■ Given instruction: Can you sum up the post below about works in progress in three sentences?

■ Source passage:
......

Clint’s Mom Stories? 👀👀👀
Okay, so the premise is that when Clint ran away to the circus, he was essentially adopted by this big poly family. He tells stories about his “mom” all the time and they’re obviously different women, so everyone is convinced he’s trolling them, but really they’re just stories about all his moms. It starts out accidental, but Clint leans into it because it’s funny. Bucky figures it out and helps him troll everyone.
This started because I wanted to give Clint my tendency to say weird things about my backstory and not realize they’re unusual until I say them. And, well, one of the weird sentences I can say is that I learned to walk on stilts from a polyamorous circus commune in Hawai’i, so... yeah.
I stalled out on a) plot and b) tone, but I would love to finish it someday!
Ooh, please tell me about the Teen Wolf I Hope They Ask Me on a a Mission! 👀👀👀
__________
So, this is probably the most deeply personal of all the WIPs I have, and is meant to be a love letter to fellow LGBT Mormons, to the struggle between reconciling culture and devotion and orientation.

......

■ Raw records:
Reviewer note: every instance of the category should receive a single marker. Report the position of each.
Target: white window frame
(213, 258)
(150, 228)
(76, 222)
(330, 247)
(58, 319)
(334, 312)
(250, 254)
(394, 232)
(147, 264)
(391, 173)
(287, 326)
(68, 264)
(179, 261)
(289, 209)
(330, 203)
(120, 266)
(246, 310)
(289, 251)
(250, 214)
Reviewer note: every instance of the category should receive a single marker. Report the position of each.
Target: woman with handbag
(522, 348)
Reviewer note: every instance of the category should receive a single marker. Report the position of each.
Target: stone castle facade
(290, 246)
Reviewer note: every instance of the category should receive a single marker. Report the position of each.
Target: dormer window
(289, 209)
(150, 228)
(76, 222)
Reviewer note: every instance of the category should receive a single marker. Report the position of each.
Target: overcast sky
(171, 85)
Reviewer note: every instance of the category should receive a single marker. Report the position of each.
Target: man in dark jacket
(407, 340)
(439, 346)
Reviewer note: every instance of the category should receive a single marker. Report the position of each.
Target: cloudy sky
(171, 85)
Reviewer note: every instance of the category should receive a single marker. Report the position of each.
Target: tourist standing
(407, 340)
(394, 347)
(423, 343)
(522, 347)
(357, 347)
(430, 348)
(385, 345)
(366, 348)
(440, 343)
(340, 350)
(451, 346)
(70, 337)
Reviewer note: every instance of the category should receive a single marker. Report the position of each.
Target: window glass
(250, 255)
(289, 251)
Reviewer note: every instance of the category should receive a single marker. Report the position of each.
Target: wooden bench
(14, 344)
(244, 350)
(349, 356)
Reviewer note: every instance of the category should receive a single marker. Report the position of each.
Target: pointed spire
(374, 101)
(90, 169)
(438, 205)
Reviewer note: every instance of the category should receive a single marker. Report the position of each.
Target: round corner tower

......

■ Response to this task: The writer describes an unfinished story in which Clint, essentially adopted by a big poly family after running away to the circus, tells stories about his many "moms" that everyone thinks are trolling, a joke he leans into and that Bucky helps with once he figures it out. The idea came from the writer's habit of saying odd things about their own backstory, such as learning to walk on stilts from a polyamorous circus commune in Hawai'i, and although the story stalled on plot and tone, the writer would love to finish it someday. The post then turns to a request about the Teen Wolf work I Hope They Ask Me on a Mission, which the writer calls the most deeply personal of their works in progress and a love letter to fellow LGBT Mormons.